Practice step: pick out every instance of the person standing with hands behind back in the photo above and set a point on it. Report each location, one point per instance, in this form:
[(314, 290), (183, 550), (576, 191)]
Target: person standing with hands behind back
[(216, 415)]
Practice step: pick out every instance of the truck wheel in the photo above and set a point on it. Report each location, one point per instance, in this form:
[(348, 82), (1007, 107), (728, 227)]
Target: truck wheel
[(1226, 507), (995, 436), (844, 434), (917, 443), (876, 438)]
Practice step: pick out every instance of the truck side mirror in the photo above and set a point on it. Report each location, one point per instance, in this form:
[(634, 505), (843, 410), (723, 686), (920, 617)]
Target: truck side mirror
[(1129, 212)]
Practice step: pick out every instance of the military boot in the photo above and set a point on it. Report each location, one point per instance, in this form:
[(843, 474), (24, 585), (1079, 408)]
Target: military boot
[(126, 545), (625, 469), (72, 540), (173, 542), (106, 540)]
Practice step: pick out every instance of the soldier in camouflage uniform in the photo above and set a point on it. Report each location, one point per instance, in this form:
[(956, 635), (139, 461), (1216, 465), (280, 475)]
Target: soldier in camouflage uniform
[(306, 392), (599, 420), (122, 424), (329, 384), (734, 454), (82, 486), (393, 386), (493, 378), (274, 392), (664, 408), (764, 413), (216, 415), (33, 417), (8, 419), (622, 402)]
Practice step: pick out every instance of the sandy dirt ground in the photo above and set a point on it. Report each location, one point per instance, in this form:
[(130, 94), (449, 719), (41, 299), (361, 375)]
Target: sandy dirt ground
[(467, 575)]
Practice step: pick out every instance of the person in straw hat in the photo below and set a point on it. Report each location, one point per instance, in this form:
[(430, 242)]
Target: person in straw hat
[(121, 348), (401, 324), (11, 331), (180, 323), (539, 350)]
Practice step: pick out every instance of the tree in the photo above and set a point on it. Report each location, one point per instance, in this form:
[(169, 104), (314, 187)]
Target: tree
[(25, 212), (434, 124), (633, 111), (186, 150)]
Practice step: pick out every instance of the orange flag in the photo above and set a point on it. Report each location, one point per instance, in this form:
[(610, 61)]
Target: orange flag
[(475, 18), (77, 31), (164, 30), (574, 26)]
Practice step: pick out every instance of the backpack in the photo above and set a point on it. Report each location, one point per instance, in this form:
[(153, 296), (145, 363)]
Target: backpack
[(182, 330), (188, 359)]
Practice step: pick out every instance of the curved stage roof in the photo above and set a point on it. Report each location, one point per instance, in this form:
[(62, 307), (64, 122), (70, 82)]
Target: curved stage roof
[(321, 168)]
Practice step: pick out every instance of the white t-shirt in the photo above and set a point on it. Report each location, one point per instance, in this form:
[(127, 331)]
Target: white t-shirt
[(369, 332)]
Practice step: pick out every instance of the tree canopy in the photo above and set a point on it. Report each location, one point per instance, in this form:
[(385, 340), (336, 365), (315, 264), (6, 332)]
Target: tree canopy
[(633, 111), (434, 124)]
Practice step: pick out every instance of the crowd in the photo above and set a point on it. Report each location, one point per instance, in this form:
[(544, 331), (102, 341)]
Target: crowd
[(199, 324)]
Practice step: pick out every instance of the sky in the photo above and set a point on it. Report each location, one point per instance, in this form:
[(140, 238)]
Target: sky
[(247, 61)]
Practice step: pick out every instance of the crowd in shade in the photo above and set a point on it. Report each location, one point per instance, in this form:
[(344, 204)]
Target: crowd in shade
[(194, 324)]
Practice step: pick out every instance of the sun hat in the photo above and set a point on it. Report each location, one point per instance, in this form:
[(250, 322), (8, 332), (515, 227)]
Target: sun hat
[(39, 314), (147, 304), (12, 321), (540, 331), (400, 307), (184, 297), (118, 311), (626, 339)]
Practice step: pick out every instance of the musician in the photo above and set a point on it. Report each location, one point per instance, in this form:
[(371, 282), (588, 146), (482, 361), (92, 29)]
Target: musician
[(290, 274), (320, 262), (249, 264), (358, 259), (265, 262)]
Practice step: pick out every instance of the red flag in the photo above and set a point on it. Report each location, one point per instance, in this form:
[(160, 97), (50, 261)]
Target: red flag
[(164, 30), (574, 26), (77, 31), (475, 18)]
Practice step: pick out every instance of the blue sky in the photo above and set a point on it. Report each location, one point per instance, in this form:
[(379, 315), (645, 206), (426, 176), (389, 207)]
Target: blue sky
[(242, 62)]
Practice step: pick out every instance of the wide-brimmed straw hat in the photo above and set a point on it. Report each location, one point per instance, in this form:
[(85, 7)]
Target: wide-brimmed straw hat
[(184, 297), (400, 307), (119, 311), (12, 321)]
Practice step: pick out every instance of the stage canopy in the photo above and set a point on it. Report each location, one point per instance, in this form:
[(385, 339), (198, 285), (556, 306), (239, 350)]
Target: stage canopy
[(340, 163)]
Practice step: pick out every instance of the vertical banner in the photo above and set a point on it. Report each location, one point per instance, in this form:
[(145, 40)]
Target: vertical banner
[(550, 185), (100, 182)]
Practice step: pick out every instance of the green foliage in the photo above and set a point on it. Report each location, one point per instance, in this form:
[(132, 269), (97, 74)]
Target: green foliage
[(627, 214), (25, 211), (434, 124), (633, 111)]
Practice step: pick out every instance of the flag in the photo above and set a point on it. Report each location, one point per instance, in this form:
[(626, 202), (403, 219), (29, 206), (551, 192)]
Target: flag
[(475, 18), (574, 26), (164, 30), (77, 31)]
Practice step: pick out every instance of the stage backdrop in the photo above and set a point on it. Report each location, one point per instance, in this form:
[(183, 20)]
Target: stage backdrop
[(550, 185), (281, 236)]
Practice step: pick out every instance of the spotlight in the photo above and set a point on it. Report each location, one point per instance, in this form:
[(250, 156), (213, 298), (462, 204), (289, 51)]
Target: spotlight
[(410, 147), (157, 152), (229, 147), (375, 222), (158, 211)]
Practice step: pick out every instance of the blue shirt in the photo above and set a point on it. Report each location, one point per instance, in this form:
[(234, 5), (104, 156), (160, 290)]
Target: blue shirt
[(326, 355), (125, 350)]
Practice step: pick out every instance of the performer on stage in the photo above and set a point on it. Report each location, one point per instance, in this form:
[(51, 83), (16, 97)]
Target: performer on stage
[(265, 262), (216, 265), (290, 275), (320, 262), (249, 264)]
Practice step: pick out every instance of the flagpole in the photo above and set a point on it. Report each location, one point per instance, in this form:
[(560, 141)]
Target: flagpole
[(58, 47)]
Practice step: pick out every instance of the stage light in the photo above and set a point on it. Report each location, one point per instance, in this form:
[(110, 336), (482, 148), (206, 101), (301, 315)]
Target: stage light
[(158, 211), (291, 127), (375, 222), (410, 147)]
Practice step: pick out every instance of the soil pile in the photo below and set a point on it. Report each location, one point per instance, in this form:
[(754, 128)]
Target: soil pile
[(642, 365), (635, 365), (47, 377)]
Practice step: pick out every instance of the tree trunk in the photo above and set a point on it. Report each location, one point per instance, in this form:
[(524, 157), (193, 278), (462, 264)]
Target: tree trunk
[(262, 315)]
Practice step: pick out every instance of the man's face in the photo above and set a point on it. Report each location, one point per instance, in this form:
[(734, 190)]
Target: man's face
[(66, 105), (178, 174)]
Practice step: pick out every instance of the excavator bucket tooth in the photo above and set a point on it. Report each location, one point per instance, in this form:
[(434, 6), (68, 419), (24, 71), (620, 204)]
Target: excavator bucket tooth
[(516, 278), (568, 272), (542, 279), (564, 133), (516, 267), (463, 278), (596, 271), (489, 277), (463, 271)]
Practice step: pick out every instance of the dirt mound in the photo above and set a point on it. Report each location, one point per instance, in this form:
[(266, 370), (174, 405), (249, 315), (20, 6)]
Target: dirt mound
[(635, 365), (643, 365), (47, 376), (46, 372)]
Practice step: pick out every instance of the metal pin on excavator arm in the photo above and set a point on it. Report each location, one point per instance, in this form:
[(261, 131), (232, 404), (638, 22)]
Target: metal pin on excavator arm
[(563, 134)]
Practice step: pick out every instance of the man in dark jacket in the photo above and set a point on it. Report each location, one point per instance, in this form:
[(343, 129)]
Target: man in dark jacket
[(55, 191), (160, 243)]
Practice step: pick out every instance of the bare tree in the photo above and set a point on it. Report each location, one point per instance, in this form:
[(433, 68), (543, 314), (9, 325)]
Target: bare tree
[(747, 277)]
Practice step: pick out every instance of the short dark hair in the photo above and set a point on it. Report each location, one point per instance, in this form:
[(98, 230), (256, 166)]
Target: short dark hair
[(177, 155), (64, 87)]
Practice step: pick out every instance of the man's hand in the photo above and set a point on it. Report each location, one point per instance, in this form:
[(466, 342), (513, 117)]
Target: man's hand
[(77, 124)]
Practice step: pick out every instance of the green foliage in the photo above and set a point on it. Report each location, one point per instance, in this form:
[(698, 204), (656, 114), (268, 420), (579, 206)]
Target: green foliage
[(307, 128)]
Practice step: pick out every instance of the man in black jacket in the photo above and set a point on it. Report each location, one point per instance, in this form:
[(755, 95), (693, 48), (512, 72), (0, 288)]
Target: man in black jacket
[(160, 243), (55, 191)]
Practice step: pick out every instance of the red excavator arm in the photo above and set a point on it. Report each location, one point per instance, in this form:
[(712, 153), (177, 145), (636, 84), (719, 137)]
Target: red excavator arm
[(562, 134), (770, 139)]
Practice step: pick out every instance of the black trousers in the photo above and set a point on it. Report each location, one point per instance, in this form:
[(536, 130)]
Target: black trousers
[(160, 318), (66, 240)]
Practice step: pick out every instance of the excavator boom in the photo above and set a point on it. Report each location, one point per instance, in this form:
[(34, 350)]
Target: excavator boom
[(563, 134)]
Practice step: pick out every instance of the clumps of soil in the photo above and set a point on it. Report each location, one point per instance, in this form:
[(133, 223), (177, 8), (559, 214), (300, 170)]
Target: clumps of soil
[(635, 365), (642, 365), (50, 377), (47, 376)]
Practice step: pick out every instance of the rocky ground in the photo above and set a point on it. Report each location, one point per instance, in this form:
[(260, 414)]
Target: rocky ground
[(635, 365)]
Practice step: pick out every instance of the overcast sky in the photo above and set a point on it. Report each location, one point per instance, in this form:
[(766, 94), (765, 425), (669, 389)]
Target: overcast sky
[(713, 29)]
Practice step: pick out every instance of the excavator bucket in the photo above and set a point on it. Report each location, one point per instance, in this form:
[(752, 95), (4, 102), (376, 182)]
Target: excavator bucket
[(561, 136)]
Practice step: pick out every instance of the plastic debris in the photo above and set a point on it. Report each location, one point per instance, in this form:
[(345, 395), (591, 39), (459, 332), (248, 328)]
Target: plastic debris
-=-=-
- _What you should do_
Put the lines of the records into a Markdown table with the columns "Row" and "Line", starting with the line containing "Practice step: pick out every instance of the clumps" and running through the end of the records. Number each row and leave out blank lines.

- _Exercise result_
| Row | Line |
|---|---|
| 1 | Practice step: pick out every instance of the clumps of soil in the photo above and set a point on it. Report each location, one point per instance, in this form: |
| 2 | [(133, 223), (177, 8), (559, 214), (300, 170)] |
| 3 | Target: clumps of soil |
| 4 | [(635, 365), (642, 365), (50, 377), (47, 376)] |
| 5 | Practice step: pick out every instance of the rocky ground in the photo above and set a point on it. Report each location, one point per instance, in this form: |
| 6 | [(260, 414)] |
| 7 | Target: rocky ground |
| 8 | [(635, 365)] |
| 9 | Practice step: pick out every instance of the overcast sky in the photo above and set a point on it. Report each location, one point per instance, in this form: |
| 10 | [(766, 94), (765, 425), (669, 389)] |
| 11 | Target: overcast sky |
| 12 | [(713, 29)] |
| 13 | Practice step: pick out every instance of the excavator bucket in the photo above and set a point on it. Report each location, one point per instance, in this form: |
| 14 | [(752, 95), (4, 102), (376, 182)] |
| 15 | Target: excavator bucket |
| 16 | [(561, 136)] |
| 17 | Practice step: pick out every instance of the plastic debris in the photo above and set a point on it. Report each location, one point per instance, in this form: |
| 18 | [(345, 395), (591, 39), (459, 332), (248, 328)] |
| 19 | Target: plastic debris |